*EXPLORE THE MATERIAL:*
**1)** From the solar tariff article, quote the passage that begins with the words "Senators want utility-scale" and ends after the words "earlier this year.".
**2)** In the solar tariff article, by what percentage does the senators' letter say solar manufacturing jobs grew over the last five years?
**3)** Carry on the solar tariff article from its last sentence.

Senators want utility-scale solar exempted from tariffs

Source: Geof Koss, E&E News reporter • Posted: Friday, May 11, 2018

A group of Republican senators are calling on the Trump administration to exclude utility-scale solar panels from tariffs imposed earlier this year.

In a letter to top administration officials to be released later today, Sen. Thom Tillis (R-N.C.) and seven other Republicans call for 72-cell, 1,500-volt utility-scale panels to be spared from the tariffs.

“Solar manufacturing jobs have surged 58% in the last five years, and the growth rate in over 50 factories throughout the Midwest and South has become increasingly affiliated with the deployment of these 72 cell, 1500 volt panels that have never been manufactured in the United States,” the senators wrote to U.S. Trade Representative Robert Lighthizer, Commerce Secretary Wilbur Ross and Energy Secretary Rick Perry.

“The exclusion of 72-cell, 1500 volt solar panels from the safeguard measure will preserve tens of thousands of existing solar manufacturing and development jobs, foster market expansion, and allow the U.S. to once again fairly compete in the global marketplace for energy production technologies,” they wrote.

“Sensible product exclusions will uphold the integrity of the safeguard measures intended to facilitate positive adjustment to competition from imports of certain crystalline silicon photovoltaic cells,” they said.

Extracted data entries
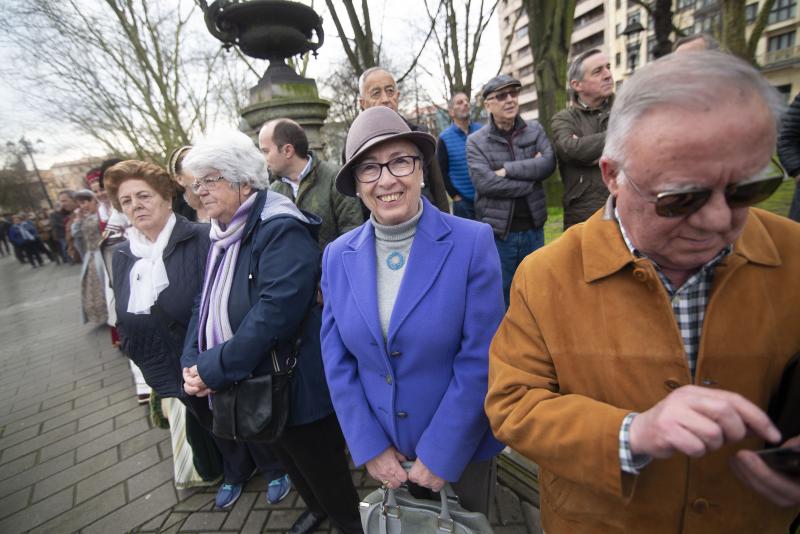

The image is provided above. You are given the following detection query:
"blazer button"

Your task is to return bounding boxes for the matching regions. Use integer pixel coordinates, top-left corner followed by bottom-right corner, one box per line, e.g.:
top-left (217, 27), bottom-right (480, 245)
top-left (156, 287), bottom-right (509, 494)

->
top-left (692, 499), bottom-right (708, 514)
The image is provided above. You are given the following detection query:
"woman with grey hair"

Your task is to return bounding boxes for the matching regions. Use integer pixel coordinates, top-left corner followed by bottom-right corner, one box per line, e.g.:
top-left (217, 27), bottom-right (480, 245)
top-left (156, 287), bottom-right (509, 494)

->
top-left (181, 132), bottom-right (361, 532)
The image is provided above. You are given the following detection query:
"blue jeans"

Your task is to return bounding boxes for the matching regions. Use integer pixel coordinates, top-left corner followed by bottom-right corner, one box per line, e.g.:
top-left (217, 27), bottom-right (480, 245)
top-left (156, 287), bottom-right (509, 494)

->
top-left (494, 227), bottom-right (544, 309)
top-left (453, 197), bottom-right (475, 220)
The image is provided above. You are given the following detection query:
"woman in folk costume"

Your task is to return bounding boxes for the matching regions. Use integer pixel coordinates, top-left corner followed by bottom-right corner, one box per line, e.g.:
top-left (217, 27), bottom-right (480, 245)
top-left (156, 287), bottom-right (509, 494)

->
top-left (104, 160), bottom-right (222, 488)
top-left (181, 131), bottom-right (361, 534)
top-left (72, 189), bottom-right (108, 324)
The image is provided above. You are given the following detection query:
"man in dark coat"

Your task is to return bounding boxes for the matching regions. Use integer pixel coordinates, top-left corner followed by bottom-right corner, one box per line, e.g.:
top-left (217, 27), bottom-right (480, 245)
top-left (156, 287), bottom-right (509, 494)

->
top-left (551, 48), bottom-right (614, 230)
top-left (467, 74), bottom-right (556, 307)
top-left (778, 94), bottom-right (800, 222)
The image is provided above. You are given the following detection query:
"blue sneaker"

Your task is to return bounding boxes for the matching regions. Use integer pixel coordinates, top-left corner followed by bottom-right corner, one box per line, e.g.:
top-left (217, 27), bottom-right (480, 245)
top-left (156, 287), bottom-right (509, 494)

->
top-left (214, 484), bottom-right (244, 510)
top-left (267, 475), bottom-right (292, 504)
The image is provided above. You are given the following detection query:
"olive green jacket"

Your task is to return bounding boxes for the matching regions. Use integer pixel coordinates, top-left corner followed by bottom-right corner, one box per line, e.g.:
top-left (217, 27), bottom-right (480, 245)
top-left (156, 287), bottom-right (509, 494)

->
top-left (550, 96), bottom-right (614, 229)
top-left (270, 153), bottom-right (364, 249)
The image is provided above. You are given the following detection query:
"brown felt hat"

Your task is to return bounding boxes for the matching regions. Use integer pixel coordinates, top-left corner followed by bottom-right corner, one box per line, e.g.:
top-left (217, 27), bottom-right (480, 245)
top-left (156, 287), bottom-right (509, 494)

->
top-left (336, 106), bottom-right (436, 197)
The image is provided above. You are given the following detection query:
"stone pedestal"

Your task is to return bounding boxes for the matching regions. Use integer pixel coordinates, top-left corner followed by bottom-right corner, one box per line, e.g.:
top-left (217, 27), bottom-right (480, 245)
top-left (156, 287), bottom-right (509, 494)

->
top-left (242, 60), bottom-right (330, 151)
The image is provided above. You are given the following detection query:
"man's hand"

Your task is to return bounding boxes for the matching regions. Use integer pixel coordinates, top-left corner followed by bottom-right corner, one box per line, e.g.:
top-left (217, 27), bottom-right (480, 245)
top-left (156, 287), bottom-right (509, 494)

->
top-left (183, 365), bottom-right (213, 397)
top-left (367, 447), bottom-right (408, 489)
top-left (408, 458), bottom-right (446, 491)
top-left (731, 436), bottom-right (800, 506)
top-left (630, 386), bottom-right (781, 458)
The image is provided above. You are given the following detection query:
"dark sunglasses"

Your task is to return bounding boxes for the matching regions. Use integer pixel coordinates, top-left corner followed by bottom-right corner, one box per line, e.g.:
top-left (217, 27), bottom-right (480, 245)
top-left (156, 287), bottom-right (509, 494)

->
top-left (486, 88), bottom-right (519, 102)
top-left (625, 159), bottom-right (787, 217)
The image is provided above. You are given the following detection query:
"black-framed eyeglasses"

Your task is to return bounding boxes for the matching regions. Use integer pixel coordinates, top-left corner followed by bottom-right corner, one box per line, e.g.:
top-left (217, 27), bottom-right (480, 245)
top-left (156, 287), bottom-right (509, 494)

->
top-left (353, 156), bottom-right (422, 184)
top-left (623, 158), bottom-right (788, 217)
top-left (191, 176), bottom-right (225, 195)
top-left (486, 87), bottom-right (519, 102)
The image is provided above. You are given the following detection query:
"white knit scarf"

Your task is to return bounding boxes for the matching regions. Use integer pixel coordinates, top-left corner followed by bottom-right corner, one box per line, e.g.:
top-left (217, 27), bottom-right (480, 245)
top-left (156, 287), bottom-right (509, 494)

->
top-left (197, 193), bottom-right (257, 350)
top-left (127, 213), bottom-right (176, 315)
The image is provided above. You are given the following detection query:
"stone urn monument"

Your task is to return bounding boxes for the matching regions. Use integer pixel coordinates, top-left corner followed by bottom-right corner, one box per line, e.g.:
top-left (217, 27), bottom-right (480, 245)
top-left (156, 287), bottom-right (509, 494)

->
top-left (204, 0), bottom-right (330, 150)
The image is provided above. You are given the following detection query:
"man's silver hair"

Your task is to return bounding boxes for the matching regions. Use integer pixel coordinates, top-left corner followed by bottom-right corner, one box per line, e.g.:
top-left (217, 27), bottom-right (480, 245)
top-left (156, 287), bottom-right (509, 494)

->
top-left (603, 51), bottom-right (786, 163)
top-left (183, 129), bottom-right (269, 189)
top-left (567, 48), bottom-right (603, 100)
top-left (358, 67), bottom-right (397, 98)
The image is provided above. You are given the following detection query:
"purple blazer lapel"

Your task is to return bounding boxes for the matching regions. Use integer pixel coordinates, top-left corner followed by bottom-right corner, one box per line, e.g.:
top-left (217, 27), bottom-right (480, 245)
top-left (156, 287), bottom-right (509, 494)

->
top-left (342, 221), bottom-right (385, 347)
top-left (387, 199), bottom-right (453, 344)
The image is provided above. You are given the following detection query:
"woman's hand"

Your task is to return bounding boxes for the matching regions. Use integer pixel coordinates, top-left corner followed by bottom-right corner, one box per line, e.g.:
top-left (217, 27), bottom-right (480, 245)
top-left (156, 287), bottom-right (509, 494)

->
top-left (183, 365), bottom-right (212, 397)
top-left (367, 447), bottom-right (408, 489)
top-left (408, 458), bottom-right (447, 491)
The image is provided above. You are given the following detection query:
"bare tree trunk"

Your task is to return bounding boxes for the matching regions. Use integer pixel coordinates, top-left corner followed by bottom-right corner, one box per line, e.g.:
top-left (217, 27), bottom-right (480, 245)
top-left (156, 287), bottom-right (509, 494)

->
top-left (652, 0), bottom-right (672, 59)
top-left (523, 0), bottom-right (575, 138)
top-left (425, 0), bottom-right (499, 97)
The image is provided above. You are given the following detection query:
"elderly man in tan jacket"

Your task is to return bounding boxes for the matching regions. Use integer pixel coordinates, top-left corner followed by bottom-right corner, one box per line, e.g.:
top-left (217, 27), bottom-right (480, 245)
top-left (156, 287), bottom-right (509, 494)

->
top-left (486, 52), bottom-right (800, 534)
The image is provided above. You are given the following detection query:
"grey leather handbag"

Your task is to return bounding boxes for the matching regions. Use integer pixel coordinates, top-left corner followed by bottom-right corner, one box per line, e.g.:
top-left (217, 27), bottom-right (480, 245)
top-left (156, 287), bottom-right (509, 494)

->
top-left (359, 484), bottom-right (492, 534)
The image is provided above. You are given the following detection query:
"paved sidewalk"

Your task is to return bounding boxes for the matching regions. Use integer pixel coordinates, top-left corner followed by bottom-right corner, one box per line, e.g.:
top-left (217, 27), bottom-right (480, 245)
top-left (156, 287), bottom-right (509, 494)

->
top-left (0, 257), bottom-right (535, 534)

*ANSWERS BY ITEM NUMBER:*
**1)**
Senators want utility-scale solar exempted from tariffs

Source: Geof Koss, E&E News reporter • Posted: Friday, May 11, 2018

A group of Republican senators are calling on the Trump administration to exclude utility-scale solar panels from tariffs imposed earlier this year.

**2)** 58%

**3)**
Also signing the letter were Sens. Dean Heller (R-Nev.), Jerry Moran (R-Kan.), Cory Gardner (R-Colo.), Lindsey Graham (R-S.C.), Richard Burr (R-N.C.), Pat Roberts (R-Kan.) and Tim Scott (R-S.C.).

The plea follows President Trump’s January decision establishing a 30 percent tariff on solar panel imports, which will decline in increments over four years (E&E News PM, Jan. 23).

The move, later followed by tariffs on steel and aluminum imports, has sparked concerns from members of both parties of a broader trade war.

Last month, a bipartisan band of House lawmakers launched a long-shot bid to scrap the solar tariffs (E&E News PM, April 19). However, Republicans in both chambers have largely sought to nudge the administration to soften the economic blow of Trump’s actions.